Exercise
Please update these lines so that each "visible part" becomes "visible portion", with nothing else changed.

Data extract
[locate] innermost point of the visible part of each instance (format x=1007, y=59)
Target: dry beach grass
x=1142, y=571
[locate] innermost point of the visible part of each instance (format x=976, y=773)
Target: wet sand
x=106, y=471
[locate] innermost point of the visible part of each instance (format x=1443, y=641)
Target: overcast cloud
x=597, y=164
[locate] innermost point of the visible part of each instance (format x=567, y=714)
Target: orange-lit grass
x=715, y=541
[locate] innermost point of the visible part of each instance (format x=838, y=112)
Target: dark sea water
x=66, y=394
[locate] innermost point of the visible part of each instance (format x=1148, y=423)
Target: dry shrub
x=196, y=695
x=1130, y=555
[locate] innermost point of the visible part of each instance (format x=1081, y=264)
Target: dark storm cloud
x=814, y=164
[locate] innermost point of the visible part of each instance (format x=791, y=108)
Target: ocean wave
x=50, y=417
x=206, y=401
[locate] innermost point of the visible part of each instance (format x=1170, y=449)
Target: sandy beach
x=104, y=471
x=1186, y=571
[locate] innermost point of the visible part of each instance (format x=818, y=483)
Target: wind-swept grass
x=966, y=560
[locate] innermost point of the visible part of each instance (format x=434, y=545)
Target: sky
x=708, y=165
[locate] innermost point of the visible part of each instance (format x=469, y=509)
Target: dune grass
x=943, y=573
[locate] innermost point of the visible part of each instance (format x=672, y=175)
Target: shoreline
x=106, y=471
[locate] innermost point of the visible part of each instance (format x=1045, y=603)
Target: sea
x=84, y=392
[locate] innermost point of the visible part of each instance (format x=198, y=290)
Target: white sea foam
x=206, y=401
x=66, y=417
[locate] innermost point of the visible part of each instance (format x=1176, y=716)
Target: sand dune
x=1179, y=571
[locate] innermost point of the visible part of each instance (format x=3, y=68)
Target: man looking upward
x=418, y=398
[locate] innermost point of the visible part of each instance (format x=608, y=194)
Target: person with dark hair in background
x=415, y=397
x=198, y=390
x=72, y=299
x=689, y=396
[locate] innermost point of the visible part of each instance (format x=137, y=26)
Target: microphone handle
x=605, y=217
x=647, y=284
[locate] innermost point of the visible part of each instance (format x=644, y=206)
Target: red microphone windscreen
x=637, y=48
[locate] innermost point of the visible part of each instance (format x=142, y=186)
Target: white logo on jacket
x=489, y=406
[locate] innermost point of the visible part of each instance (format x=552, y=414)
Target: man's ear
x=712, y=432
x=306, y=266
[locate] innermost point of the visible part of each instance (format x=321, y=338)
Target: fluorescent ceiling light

Problem solution
[locate] innermost point of the visible portion of each instance (format x=1007, y=59)
Target: dry beach grass
x=1142, y=571
[locate] innermost point of the visible portion of each instance (format x=976, y=773)
Target: wet sand
x=106, y=471
[locate] innermost point of the visible portion of each instance (format x=1443, y=641)
Target: overcast cloud
x=597, y=164
[locate] innermost point of the visible portion of each instance (format x=567, y=714)
Target: orange-lit grass
x=715, y=541
[locate] innermost point of the visible portion of each instance (format x=838, y=112)
Target: dark sea water
x=66, y=394
[locate] innermost point of the visible portion of each instance (format x=1148, y=423)
Target: dry shrub
x=196, y=695
x=1130, y=555
[locate] innermost point of the visible portion of each instance (format x=1081, y=264)
Target: dark storm cloud
x=814, y=164
[locate] innermost point of the visible portion of each instance (format x=791, y=108)
Target: ocean wave
x=50, y=417
x=206, y=401
[locate] innermost point of the visible portion of each instance (format x=1170, y=449)
Target: sandy beach
x=104, y=471
x=1186, y=571
[locate] innermost point of the visible portion of each instance (format x=818, y=483)
Target: wind-swept grass
x=966, y=560
[locate] innermost point of the visible portion of each instance (format x=434, y=545)
Target: sky
x=708, y=165
[locate] innermost point of the visible portion of each instance (format x=469, y=509)
Target: dune grass
x=943, y=573
[locate] innermost point of the visible portion of each instance (format x=672, y=175)
Target: shoreline
x=106, y=471
[locate] innermost point of the visible portion of each instance (format x=1045, y=603)
Target: sea
x=84, y=392
[locate] innermost point of the visible portion of each instance (format x=198, y=290)
Target: white sea foam
x=206, y=401
x=66, y=417
[locate] innermost point of the visible portion of each instance (format x=1176, y=716)
Target: sand dune
x=1179, y=571
[locate] innermost point of the visible portion of each instance (format x=3, y=68)
Target: man looking upward
x=418, y=398
[locate] innermost point of the visible portion of each instance (format x=608, y=194)
Target: person with dark hair in background
x=415, y=397
x=198, y=390
x=72, y=299
x=689, y=396
[locate] innermost point of the visible portion of each instance (format x=137, y=26)
Target: microphone handle
x=605, y=217
x=647, y=284
[locate] innermost point of the visible portion of each instance (format x=644, y=206)
Target: red microphone windscreen
x=637, y=48
[locate] innermost point of the visible portion of each instance (format x=142, y=186)
Target: white logo on jacket
x=489, y=406
[locate] innermost point of the visible portion of each instance (format x=552, y=414)
Target: man's ear
x=712, y=432
x=306, y=266
[locate] innermost point of the visible portion of each instance (format x=321, y=338)
Target: fluorescent ceiling light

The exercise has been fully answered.